(Dataset records about object locations)
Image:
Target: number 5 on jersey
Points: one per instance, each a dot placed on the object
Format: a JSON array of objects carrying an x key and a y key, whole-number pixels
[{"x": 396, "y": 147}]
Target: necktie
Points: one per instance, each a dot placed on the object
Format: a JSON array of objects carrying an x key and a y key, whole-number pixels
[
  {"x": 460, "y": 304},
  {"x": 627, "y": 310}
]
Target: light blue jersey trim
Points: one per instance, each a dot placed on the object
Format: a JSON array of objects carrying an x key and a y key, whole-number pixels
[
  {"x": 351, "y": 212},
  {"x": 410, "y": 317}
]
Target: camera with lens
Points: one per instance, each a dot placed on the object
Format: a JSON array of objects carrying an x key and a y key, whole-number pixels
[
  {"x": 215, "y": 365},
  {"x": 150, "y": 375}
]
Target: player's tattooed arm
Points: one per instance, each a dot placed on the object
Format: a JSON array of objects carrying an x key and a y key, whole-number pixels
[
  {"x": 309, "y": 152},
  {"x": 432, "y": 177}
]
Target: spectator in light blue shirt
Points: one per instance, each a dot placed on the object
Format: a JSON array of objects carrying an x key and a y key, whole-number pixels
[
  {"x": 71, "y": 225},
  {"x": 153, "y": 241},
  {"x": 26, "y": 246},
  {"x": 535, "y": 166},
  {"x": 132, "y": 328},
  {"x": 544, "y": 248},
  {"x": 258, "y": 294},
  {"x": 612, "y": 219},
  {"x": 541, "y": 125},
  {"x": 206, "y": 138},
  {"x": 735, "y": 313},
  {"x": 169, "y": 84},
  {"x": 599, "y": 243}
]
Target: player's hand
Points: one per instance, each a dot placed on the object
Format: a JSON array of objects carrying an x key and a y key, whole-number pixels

TASK DETAILS ->
Reproduce each record exactly, leaving nothing out.

PROBLEM SOLUTION ->
Image:
Target: number 5 on jersey
Points: one per instance, each a dot placed on the object
Format: a JSON array of objects carrying an x key and a y key, whole-number pixels
[{"x": 396, "y": 147}]
Target: necktie
Points: one per instance, each a dot placed on the object
Format: a JSON array of objects carrying an x key and a y key, whole-number pixels
[
  {"x": 460, "y": 304},
  {"x": 627, "y": 310}
]
Target: light blue jersey trim
Points: one per instance, each a dot placed on the object
Format: a JSON array of objects carrying an x key and a y key, whole-number pixels
[
  {"x": 351, "y": 212},
  {"x": 410, "y": 317}
]
Target: camera with lens
Points: one per instance, each a dot placed on the object
Format: a JSON array of objects carrying an x key and a y key, whole-number pixels
[
  {"x": 215, "y": 365},
  {"x": 150, "y": 375}
]
Target: player's tattooed arm
Points: one per instance, each a dot placed on the object
Format: a JSON array of objects carrying an x key and a y key, whole-number pixels
[
  {"x": 309, "y": 152},
  {"x": 432, "y": 177}
]
Target: spectator in light blue shirt
Points: one per instance, each a dot placed on the object
Format: a JSON array of objects carrying an x key and a y key, whole-number pixels
[
  {"x": 71, "y": 225},
  {"x": 153, "y": 241},
  {"x": 26, "y": 246},
  {"x": 535, "y": 166},
  {"x": 132, "y": 328},
  {"x": 544, "y": 248},
  {"x": 258, "y": 294},
  {"x": 612, "y": 219},
  {"x": 541, "y": 125},
  {"x": 206, "y": 138},
  {"x": 735, "y": 313},
  {"x": 169, "y": 84},
  {"x": 599, "y": 243}
]
Target: player's hand
Points: one per instance, each a dot placed on the object
Format: a JSON array of objects carrying an x key and a y key, whole-number pixels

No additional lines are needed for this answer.